→ WHAT YOU NEED TO DO
Below are the records; restate all of them exactly.
*** Opening of AVAILABLE RECORDS ***
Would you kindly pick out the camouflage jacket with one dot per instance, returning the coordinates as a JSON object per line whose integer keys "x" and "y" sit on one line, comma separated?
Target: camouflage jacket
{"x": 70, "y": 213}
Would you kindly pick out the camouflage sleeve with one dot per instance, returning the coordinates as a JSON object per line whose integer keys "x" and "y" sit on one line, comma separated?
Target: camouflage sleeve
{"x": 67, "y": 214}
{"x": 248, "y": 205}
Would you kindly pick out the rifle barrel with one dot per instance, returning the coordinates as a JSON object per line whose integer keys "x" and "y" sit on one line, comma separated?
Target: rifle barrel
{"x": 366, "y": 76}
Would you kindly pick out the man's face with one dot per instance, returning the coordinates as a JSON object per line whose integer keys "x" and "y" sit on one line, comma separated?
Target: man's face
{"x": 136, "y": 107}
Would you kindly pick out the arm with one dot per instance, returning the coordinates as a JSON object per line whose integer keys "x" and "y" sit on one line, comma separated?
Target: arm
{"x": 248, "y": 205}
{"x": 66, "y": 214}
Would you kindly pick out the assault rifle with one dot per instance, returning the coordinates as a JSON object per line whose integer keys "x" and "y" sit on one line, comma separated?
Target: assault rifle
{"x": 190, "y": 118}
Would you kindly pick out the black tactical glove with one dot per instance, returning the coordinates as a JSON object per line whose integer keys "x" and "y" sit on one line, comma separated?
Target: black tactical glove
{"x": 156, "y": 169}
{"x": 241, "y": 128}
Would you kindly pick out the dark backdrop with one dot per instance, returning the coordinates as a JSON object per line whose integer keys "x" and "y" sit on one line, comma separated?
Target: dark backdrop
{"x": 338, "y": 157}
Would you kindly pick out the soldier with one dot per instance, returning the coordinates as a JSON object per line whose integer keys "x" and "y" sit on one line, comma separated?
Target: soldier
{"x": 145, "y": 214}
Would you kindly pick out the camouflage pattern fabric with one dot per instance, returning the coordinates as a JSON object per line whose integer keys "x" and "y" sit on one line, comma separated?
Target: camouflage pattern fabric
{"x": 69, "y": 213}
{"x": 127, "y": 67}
*** Close of AVAILABLE RECORDS ***
→ WRITTEN RESPONSE
Would you kindly pick out the camouflage jacket with one dot per instance, returning the coordinates as a JSON object per line whose integer keys "x" and "y" sit on one line, comma separated?
Target: camouflage jacket
{"x": 70, "y": 213}
Would you kindly pick out the camouflage sleeve with one dot per instance, returning the coordinates as a JSON object per line whose integer keys "x" and "y" sit on one line, comma separated?
Target: camouflage sleeve
{"x": 67, "y": 214}
{"x": 248, "y": 205}
Would you kindly pick out the rifle barrel with one dot per instance, returning the coordinates as a JSON object per line whose integer keys "x" and "y" sit on one line, comma separated?
Target: rifle barrel
{"x": 366, "y": 76}
Would you kindly pick out the man's face with one dot per instance, returning the coordinates as a JSON object per line whose integer keys "x" and "y" sit on one line, comma separated?
Target: man's face
{"x": 136, "y": 107}
Would you kindly pick out the arm with one dot per instance, returning the coordinates as a JSON object per line whose integer keys "x" and "y" sit on one line, comma separated?
Target: arm
{"x": 248, "y": 205}
{"x": 66, "y": 214}
Would you kindly pick out the assault rifle with one dot per instance, returning the coordinates as a JSON object per line whose integer keys "x" and "y" sit on one line, comma separated?
Target: assault rifle
{"x": 190, "y": 118}
Would you kindly pick out the black tactical glove with one dot per instance, returning the coordinates as a JSON object per line whose integer keys "x" and "y" sit on one line, comma separated?
Target: black tactical glove
{"x": 156, "y": 169}
{"x": 241, "y": 128}
Would you kindly pick out the dark backdrop with one dot per instance, returning the coordinates as a JSON object per line whose integer keys "x" and "y" sit on one line, comma separated?
Target: dark backdrop
{"x": 338, "y": 157}
Would you kindly pick out the soldier with one dot per instance, returning the coordinates as a JSON object per line whose integer keys "x" and "y" sit on one line, comma separated?
Target: soldier
{"x": 145, "y": 214}
Would you kindly pick out the camouflage pattern fabric with one dot per instance, returning the coordinates as a JSON object per line whose integer keys "x" and "y" sit on one line, comma separated?
Target: camouflage pattern fabric
{"x": 69, "y": 213}
{"x": 127, "y": 67}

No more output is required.